Article:

^^^^^^^^

= Benet Casablancas =

Catalan composer, musicologist and music pedagogue

Benet Casablancas Domingo (born 2 April 1956 in Sabadell) is a Catalan composer and musicologist.

== Biography ==

Casablancas started to study music in Barcelona's Conservatory of Music and privately with Josep Soler Sardà and then moved to Vienna, where he attended lessons in the Vienna Academy of Music with Friedrich Cerha and Karl Heinz Füssl. He also graduated in philosophy in Universidad Autònoma de Barcelona (1982) and has a PhD in musicology by the same university. He has always combined composition with teaching and research.

==Career==
In 2000, Casablancas published the book “El humor en la música” and in 2002, he was appointed Academic Director of the Conservatori Superior de Música del Liceu of Barcelona.

His “New Epigrams” (1997) represented Spain at the ISMC World Music Days Vilnius in 2008. Also in 2008, the “Seven Scenes of Hamlet” had its UK premiere in a performance by the BBC Symphony Orchestra, and in 2009, his work “Alter Klang. Impromptu for Orchestra” was played by the National Youth Orchestra of the Netherlands, the Malmö Symphony Orchestra, and the Belgian National Orchestra. In the chamber field, the Arditti Quartet gave the premiere of Casablancas' "String Quartet n.3". In December 2009, his set of "Haiku" premiered in Japan.

In the last years, several monographic concerts have taken place in Vienna, Madrid, and Barcelona. They were followed, in February 2010, by a Composer's Portrait by Perspectives Ensemble in Miller Theatre of New York, conducted by Angel Gil-Ordoñez, which included the US Premiere of the "Seven Scenes from Hamlet" (with the actor Chuck Cooper in the soloist role) and the World Premiere of the new work, “Four Darks in Red”, after Rothko, commissioned by Miller Theatre with the collaboration of the Foundation for Iberian Music. There has been another premiere planned for 2010, that of his “Chamber Concerto n.1 for Clarinet and Chamber Orchestra”, which has been commissioned by the Royal Liverpool Philharmonic Orchestra. Also in 2010, his work “New Epigrams” was performed by The London Simfonietta, in Barcelona and in Madrid.

^^^^^^^^

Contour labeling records

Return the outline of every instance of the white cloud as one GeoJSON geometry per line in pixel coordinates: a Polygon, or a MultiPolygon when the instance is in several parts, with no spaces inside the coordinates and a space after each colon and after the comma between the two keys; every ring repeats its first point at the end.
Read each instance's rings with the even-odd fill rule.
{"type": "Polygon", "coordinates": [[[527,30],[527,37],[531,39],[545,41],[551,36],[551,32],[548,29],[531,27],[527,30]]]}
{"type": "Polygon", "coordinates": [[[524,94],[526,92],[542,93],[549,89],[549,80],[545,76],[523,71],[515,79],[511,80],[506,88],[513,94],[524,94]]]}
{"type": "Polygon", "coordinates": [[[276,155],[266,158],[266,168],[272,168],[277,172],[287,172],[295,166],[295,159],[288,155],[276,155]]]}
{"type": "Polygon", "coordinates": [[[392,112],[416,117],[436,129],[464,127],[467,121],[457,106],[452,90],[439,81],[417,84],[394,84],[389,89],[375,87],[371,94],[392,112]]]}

^^^^^^^^

Requirements:
According to the Benet Casablancas article, which orchestra commissioned his "Chamber Concerto n.1 for Clarinet and Chamber Orchestra"? Answer using only the Benet Casablancas article.

Answer to this problem:
The Royal Liverpool Philharmonic Orchestra.